Range-Null Latent Prior-guided Consistency Model for Low Light Image Enhancement

• The null space, say, {x for Ax=0} of a full-rank linear operator A (as the author formulated in Eq.15) only contains x=0. The null-space refinement term $I - \gamma A^{-1}A$ thereby degrades to $1 - \gamma$. Thus the claimed null-space refinement is over-claim.
• The experiments contain unfair comparisons. The light decoder is trained with benchmark images as the author stated in the implementation details. This renders an unfair comparison for all competitors and raises doubts about the proposed method's soundness. Authors shall use COCO, HQ-50k, or other normal-light datasets that are out of the benchmarking dataset for a fair comparison.
• The dataset proposed is not well-motivated. The authors shall highlight the contribution to the community for this evaluation set.
• Please proofread to eliminate typos.
• I suggest the authors to move the related work part to the main manuscript, since this year the page limit of the conference is 10 pages.

Insignificant Main Idea. Given that the range-null space decomposition (Schwab et al., 2019) has been explored with the diffusion model in (Wang et al., 2023b) for image restoration tasks, and consistency models (Song et al., 2023) have offered quality-computation trade-off against diffusion models via direct noise-to-data mapping, using latent consistency model (Luo et al., 2023) to replace the diffusion model in (Wang et al., 2023b) and applies it for a specific task of enhancing low-light images is incremental. The authors may highlight which part of the proposed range-null latent prior-guided framework is novel and justify its significance via analysis.

Unclear Motivation. In addition, the logic of introducing language prompts for refining null-space content is hard to follow. First, I cannot find where in CFG (Ho&Salimans, 2022) mentions about generating language-aligned images. Second, it is not clear how the language-aligned image generation inspires this paper to use contrasted language prompts to refine null-space and how these contrasted language prompts are obtained. The authors may explicitly explain the motivation for using contrasted language prompts for refining the null-space content of low-light images.

PROVIDED DATA:

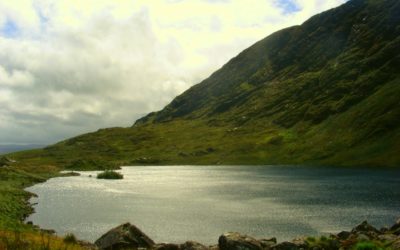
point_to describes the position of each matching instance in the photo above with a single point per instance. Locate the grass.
(34, 241)
(110, 174)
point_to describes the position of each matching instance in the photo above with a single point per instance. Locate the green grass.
(109, 174)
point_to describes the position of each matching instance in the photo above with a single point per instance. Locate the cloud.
(69, 67)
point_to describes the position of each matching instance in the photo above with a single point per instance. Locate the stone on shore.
(124, 236)
(236, 241)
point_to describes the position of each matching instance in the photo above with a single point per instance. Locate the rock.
(364, 227)
(4, 161)
(192, 245)
(48, 231)
(396, 228)
(166, 246)
(362, 237)
(300, 243)
(396, 245)
(286, 246)
(344, 235)
(236, 241)
(268, 243)
(124, 236)
(387, 237)
(213, 247)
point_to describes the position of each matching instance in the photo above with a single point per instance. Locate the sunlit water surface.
(179, 203)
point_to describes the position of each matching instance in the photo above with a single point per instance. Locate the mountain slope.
(324, 92)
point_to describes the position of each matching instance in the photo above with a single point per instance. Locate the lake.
(179, 203)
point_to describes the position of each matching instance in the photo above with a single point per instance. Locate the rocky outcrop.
(236, 241)
(125, 236)
(128, 236)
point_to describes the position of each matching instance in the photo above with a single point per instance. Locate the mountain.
(324, 92)
(8, 148)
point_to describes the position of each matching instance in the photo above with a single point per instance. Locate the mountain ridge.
(324, 92)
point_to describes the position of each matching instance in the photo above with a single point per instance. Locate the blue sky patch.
(9, 29)
(288, 6)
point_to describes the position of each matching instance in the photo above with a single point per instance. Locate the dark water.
(179, 203)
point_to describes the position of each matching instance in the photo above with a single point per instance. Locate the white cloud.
(76, 66)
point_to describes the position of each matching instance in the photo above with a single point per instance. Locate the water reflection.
(177, 203)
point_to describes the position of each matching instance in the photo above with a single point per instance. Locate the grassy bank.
(14, 208)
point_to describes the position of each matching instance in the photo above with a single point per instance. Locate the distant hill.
(324, 92)
(9, 148)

EXERCISE DETAILS: Write out the review's passage from "Insignificant Main Idea." up to and including "significance via analysis.", word for word. Rely on the review alone.

RESPONSE BELOW:
Insignificant Main Idea. Given that the range-null space decomposition (Schwab et al., 2019) has been explored with the diffusion model in (Wang et al., 2023b) for image restoration tasks, and consistency models (Song et al., 2023) have offered quality-computation trade-off against diffusion models via direct noise-to-data mapping, using latent consistency model (Luo et al., 2023) to replace the diffusion model in (Wang et al., 2023b) and applies it for a specific task of enhancing low-light images is incremental. The authors may highlight which part of the proposed range-null latent prior-guided framework is novel and justify its significance via analysis.